Deine Aufgaben »
1. Beantworte die folgenden Fragen zum Text zum Fall Grams:
(a) Wie oft schießt Wolfgang Grams mit seiner Pistole?
(b) Aus welchen beiden Städten stammen die Gutachten?
(c) Wohin stürzt Grams, nachdem er verletzt wurde?
2. Ersetze im Text zum Fall Grams „Stellungnahmen“ durch „Expertisen“ und schreibe dabei alles von „Wem das ein“ bis hinunter zu „gemeint ist, ausschließen.“ neu ab.
3. Setze den Text zum Fall Grams im Anschluss an seinen letzten Satz fort.

Text »
------------------------------------

■ Das Abschlußgutachten zum Fall Grams ist vorgestellt
: Der Wunsch als Vater des Gedanken

Es muß es sich wohl wie folgt zugetragen haben: Innerhalb von fünf oder sechs Sekunden schießt Wolfgang Grams zehnmal mit seiner Pistole, er erschießt dabei den Beamten Michael Newrzella, einen weiteren Polizisten verletzt er. Das ganze geschieht im Laufen. Grams selbst wird in dieser Zeit durch einen Bauchschuß und vier weitere Treffer schwer verletzt – er stürzt rücklings auf die Gleise, ohne dabei seine Waffe zu verlieren. Der Entschluß zum Suizid ist schnell gefaßt, Grams schießt sich in den Kopf.

Wem das ein bißchen zuviel an Geschehen ist für einen Zeitablauf, kaum länger als der Vorspann der täglichen Tagesschau, der möge sich die Gutachten aus Münster und Zürich vor Augen führen. Danach kann und vor allem darf es anders nicht gewesen sein. Beide Stellungnahmen räumen zwar ein, eine 100prozentige Aufklärung der Vorgänge bei der Schießerei in Bad Kleinen nicht leisten zu können. Die Indizien, heißt es, würden aber mit hoher Warscheinlichkeit einen Ablauf der Schießerei nahelegen, die eine „Fremdbeibringung“, womit der gezielte Schuß aus einer Polizeihand in den Kopf des bereits wehrlos am Boden liegenden Grams gemeint ist, ausschließen.

------------------------------------

Gegebene Daten »
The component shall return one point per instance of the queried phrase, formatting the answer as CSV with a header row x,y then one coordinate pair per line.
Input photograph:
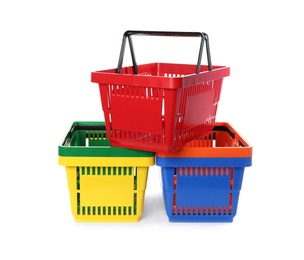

------------------------------------

Lösungen »
1.
(a) Zehnmal, innerhalb von fünf oder sechs Sekunden.
(b) Aus Münster und Zürich.
(c) Rücklings auf die Gleise.

2.
Wem das ein bißchen zuviel an Geschehen ist für einen Zeitablauf, kaum länger als der Vorspann der täglichen Tagesschau, der möge sich die Gutachten aus Münster und Zürich vor Augen führen. Danach kann und vor allem darf es anders nicht gewesen sein. Beide Expertisen räumen zwar ein, eine 100prozentige Aufklärung der Vorgänge bei der Schießerei in Bad Kleinen nicht leisten zu können. Die Indizien, heißt es, würden aber mit hoher Warscheinlichkeit einen Ablauf der Schießerei nahelegen, die eine „Fremdbeibringung“, womit der gezielte Schuß aus einer Polizeihand in den Kopf des bereits wehrlos am Boden liegenden Grams gemeint ist, ausschließen.

3.
Der Wunsch ist der Vater des Gedanken. Die ausgewerteten Spuren sind keineswegs so eindeutig, wie die Gutachten und die darauf gestützten Aussagen der Schweriner Staatsanwaltschaft glauben machen wollen. Andere Wissenschaftler haben den Experten in Münster und Zürich bereits widersprochen. Was nach der katastrophalen Beweissicherung durch die Tatortgruppe des Bundeskriminalamtes an Spuren überhaupt noch festgehalten wurde, ist einseitig und zielstrebig in Zielrichtung „Selbstmord“ ausgewertet worden. Das vorhandene Spurenbild, wird suggeriert, lasse sich „widerspruchsfrei“ mit der Version verbinden, daß sich Grams selbst getötet hat. Das mag auch durchaus stimmen. Der Frage aber, ob sich nicht auch die andere Version – die der Tötung von Grams durch Beamte der GSG 9 – ebenso zwanglos mit den verbliebenen Indizien erklären läßt, wurde mit erheblich weniger Eifer nachgegangen.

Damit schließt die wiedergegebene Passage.